[TASKS]
1. Retype the part of the passage on Kondratiev's long wave theory starting with "We bring to" and going on through "is another matter.".
2. Answer these questions from the passage on Kondratiev's long wave theory:
(a) In what decade was the Long Wave Theory first formulated?
(b) How many years do Kondratiev's grand cycles of economic development last?
(c) What two phases does every cycle have according to Kondratiev?

[DOCUMENT SECTION]
#####
We bring to the attention of Global research readers a study by two prominent Russian economists on Kondratief’s “Long Wave”.

The Long Wave Theory of Nikolai Kondratiev’s, first formulated in the 1920s, constitutes an important landmark in economic theory.

As to whether it is useful in understanding the current global economic crisis, however, is another matter.

The K cycle approach posits a regular long cycle. It tends, therefore, to ignore the deliberate process of market manipulation which characterizes the current financial crisis.

Michel Chossudovsky, Global Research, November 27, 2008

THE LONG WAVE THEORY IS REMEMBERED ONLY IN CASES OF COLLAPSE

The financial crisis that has broken out in the United States and lately encompassed the whole world requires adequate measures from the global community. But what action should be in this case considered adequate? To answer this question, we have first to identify the real underlying reasons that generated the crisis, and estimate its depth and length. Dogmatized liberal economists keep convincing us that in several months, or at least in a year or two, everything will “calm down”, and the world will return to the development progress with Russia transcending to the innovation model of economy. Is that really so?

More than eighty years ago, prominent Russian economist, Prof. Nikolai D. Kondratiev described and theoretically substantiated the existence of grand (45-60 years) cycles of economic development, in which framework the global “reserve of major material values” are being replenished, i.e. the aggregate productive forces of the world community transcending to a higher level each cycle.

According to Kondratiev, every cycle has a rising and declining phase. The internal dynamic of the cycles (named K-cycles after him) and the principle of fluctuations is based on the mechanism of accumulation, concentration, dispersion, and devaluation of capital as a key factor of the development of the market (capitalist) economy.
#####
[SOURCE MATERIAL]
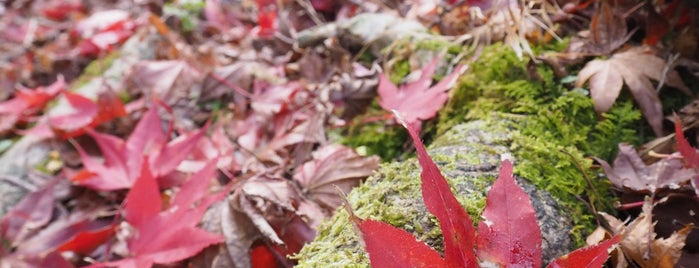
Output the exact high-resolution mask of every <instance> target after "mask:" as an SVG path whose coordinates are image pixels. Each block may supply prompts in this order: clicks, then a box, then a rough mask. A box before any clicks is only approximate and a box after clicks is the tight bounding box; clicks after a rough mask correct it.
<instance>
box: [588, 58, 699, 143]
mask: <svg viewBox="0 0 699 268" xmlns="http://www.w3.org/2000/svg"><path fill="white" fill-rule="evenodd" d="M667 68H669V67H668V66H667V63H666V62H665V60H663V59H661V58H659V57H657V56H655V55H653V54H652V53H651V52H650V51H648V50H647V49H646V48H642V47H638V48H632V49H629V50H626V51H624V52H620V53H616V54H614V55H613V56H612V57H610V58H609V59H606V60H601V59H596V60H592V61H590V62H588V63H587V64H586V65H585V67H584V68H583V69H582V70H580V73H579V74H578V80H577V81H576V82H575V86H576V87H582V86H583V84H584V83H585V82H586V81H588V80H589V86H590V96H591V97H592V99H593V100H594V106H595V111H597V112H598V113H604V112H607V111H609V109H611V107H612V105H613V104H614V102H615V101H616V99H617V97H618V96H619V93H620V92H621V88H622V86H623V85H624V84H626V85H627V87H628V88H629V90H630V91H631V94H632V95H633V97H634V99H635V100H636V102H637V103H638V105H639V106H640V108H641V112H643V115H644V116H645V117H646V120H648V123H649V124H650V125H651V127H652V128H653V132H654V133H655V135H656V136H662V133H663V131H662V121H663V113H662V107H661V103H660V99H659V98H658V93H657V92H656V90H655V87H654V86H653V84H652V83H651V79H653V80H655V81H664V82H665V84H667V85H668V86H671V87H674V88H677V89H679V90H681V91H682V92H684V93H686V94H687V95H692V93H691V91H690V90H689V89H688V88H687V86H685V85H684V83H683V82H682V79H681V78H680V76H679V74H678V73H677V72H676V71H675V70H666V69H667ZM666 71H667V72H666ZM665 74H666V75H665Z"/></svg>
#####
[SOLUTION LIST]
1.
We bring to the attention of Global research readers a study by two prominent Russian economists on Kondratief’s “Long Wave”.

The Long Wave Theory of Nikolai Kondratiev’s, first formulated in the 1920s, constitutes an important landmark in economic theory.

As to whether it is useful in understanding the current global economic crisis, however, is another matter.

2.
(a) The 1920s.
(b) 45-60 years.
(c) A rising phase and a declining phase.